_Directions_:
[A] From the Virgin Money report, list every cause it gives for the fall in mortgage and business lending.
[B] In the Virgin Money report, how many Virgin Money branches closed during the period?

_Page extract_:

= = = = = = =

Virgin Money hails strong performance, despite falling lending

Virgin Money hailed strong performance in the first quarter of its financial year and believes the UK economy is recovering from the pandemic.

The rebranded Clydesdale Bank, with offices in Glasgow, issued a trading update in which it said there was “some scope for optimism about the pace of recovery”.

The bank said its deposit mix was improving, with overall deposits reducing by 2% to £65.5bn, but “relational deposits” increasing slightly to £31bn.

It has seen 140,000 new accounts opened since its Brighter Money Bundles campaign began last year, but 28 Virgin Money branches closed during the period, including former Yorkshire Bank and Clydesdale locations.

Mortgage and business lending fell over the period as mortgage lending was impacted by the end of stamp duty relief and stiff market competition.

Business lending fell as demand remained “subdued” and the UK government’s Covid-19 support programs began to taper, although they expected an increase later in the year.

Unsecured lending rose 3%, with a significant increase in people’s spending on credit cards, and Virgin Money raised the outlook for its net interest margin – a key measure of retail bank profitability.

Chief Executive David Duffy said: “Virgin Money’s performance in the first quarter was strong – our balance sheet is in good shape, asset quality remains strong and we have increased our net interest margin guidance for 2022.

= = = = = = =

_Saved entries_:
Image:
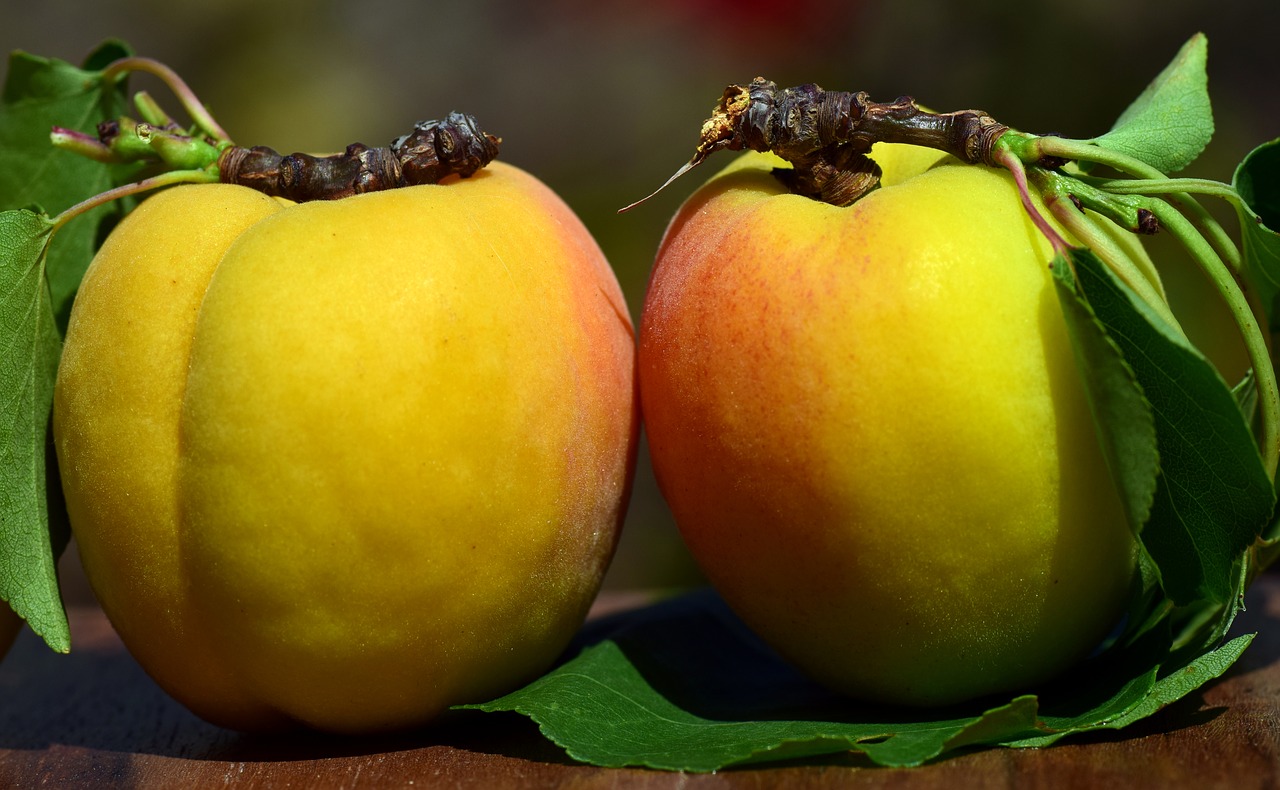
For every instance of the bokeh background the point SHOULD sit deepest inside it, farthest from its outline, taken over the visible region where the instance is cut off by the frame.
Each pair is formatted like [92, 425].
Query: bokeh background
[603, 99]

= = = = = = =

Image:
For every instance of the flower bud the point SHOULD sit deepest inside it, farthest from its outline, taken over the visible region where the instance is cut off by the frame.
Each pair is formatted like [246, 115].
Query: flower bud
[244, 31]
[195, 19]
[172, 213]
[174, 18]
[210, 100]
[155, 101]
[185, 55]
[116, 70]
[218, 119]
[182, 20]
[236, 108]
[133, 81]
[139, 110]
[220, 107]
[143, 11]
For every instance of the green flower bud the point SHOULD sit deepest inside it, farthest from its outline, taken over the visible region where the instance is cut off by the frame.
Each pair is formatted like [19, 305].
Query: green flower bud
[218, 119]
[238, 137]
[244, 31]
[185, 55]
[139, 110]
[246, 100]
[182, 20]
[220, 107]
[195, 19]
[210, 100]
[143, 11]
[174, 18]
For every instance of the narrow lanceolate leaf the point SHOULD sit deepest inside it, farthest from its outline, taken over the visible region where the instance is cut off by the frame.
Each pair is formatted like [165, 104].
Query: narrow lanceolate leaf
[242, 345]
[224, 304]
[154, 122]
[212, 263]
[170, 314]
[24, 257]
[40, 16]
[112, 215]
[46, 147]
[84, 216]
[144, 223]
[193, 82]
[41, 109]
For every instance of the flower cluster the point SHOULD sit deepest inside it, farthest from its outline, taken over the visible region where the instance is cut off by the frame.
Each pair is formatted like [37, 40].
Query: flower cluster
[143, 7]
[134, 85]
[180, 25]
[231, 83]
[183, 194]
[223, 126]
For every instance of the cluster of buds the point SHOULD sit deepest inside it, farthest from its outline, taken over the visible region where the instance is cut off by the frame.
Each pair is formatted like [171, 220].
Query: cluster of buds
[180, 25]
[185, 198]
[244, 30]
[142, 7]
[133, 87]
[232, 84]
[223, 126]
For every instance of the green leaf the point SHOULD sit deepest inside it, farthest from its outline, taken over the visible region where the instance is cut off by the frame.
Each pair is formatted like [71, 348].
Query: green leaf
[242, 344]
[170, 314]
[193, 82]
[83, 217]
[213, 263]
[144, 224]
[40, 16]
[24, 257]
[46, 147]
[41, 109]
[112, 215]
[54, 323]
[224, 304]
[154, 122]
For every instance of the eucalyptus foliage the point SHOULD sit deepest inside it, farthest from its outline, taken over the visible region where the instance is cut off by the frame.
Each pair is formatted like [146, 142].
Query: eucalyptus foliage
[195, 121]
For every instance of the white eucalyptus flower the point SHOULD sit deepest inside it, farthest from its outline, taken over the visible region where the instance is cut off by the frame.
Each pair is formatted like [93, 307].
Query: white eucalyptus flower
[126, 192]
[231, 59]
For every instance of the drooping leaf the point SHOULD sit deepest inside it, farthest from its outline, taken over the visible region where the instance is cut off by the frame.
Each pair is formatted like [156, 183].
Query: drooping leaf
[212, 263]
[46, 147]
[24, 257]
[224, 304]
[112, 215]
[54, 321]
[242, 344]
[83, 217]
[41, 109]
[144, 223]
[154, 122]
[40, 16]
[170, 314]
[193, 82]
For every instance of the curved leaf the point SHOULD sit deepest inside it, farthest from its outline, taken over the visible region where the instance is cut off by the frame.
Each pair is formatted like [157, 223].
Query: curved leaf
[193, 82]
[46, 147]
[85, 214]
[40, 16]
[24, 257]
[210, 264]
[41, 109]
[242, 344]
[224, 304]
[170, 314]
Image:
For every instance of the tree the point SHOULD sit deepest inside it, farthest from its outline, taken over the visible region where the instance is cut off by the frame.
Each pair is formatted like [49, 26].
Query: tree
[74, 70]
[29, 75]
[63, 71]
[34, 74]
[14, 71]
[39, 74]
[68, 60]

= = = = = = =

_Solved problems_:
[A]
- End of stamp duty relief
- Stiff market competition
- Subdued demand
- Tapering of the UK government's Covid-19 support programs

[B] 28 branches closed.